◆ Excerto para leitura

****************

João Manuel Ribeiro publicou, em 2009, Alfabeto de adivinhas e, em 2012,
365 adivinhas sem espinhas. Em Algazarra de versos (2010), inclui também duas
adivinhas. Nestes três livros, encontramos um conjunto de textos originais com
características que vão ao encontro das da adivinha popular portuguesa.
A adivinha é um texto curto que, através de um sujeito enunciador,
procura fazer o recetor pensar e refletir para que possa chegar à resposta, a qual
se encontra contida no próprio enunciado, ainda que de forma cifrada e
encoberta (cf. Nogueira, 2004: 328).
Este desafio da adivinha, muito comum sobretudo na infância, aparece
como um jogo do qual ninguém quer sair derrotado. Daí que o desafiador
procure sobretudo, por meio de um conjunto de meios linguísticos, esconder a
resposta do desafiado. A este cabe estar atento desde o início da enunciação, a
fim de que nada lhe escape. Só desta forma conseguirá ter mais hipóteses de
chegar à resposta correta.

****************

◆ Dados fornecidos
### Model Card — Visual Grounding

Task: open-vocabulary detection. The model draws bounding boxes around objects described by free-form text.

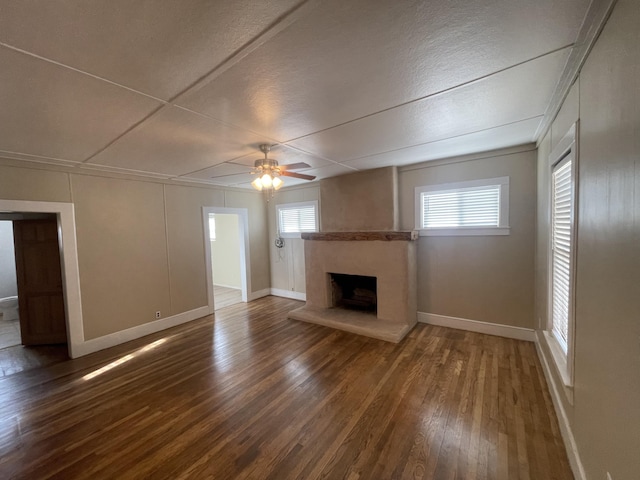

****************

◆ O que se pede
a - Transcreva palavra por palavra tudo o que vai, no excerto sobre as adivinhas, desde "A adivinha é" até "Nogueira, 2004: 328).".
b - Responda às seguintes perguntas com base no excerto sobre as adivinhas.
(i) Em que ano foi publicado Alfabeto de adivinhas?
(ii) Quantas adivinhas inclui Algazarra de versos?
(iii) Onde se encontra a resposta de uma adivinha?

◆ Soluções do exercício
a -
A adivinha é um texto curto que, através de um sujeito enunciador,
procura fazer o recetor pensar e refletir para que possa chegar à resposta, a qual
se encontra contida no próprio enunciado, ainda que de forma cifrada e
encoberta (cf. Nogueira, 2004: 328).

b -
(i) Em 2009.
(ii) Duas.
(iii) Contida no próprio enunciado, ainda que de forma cifrada e encoberta.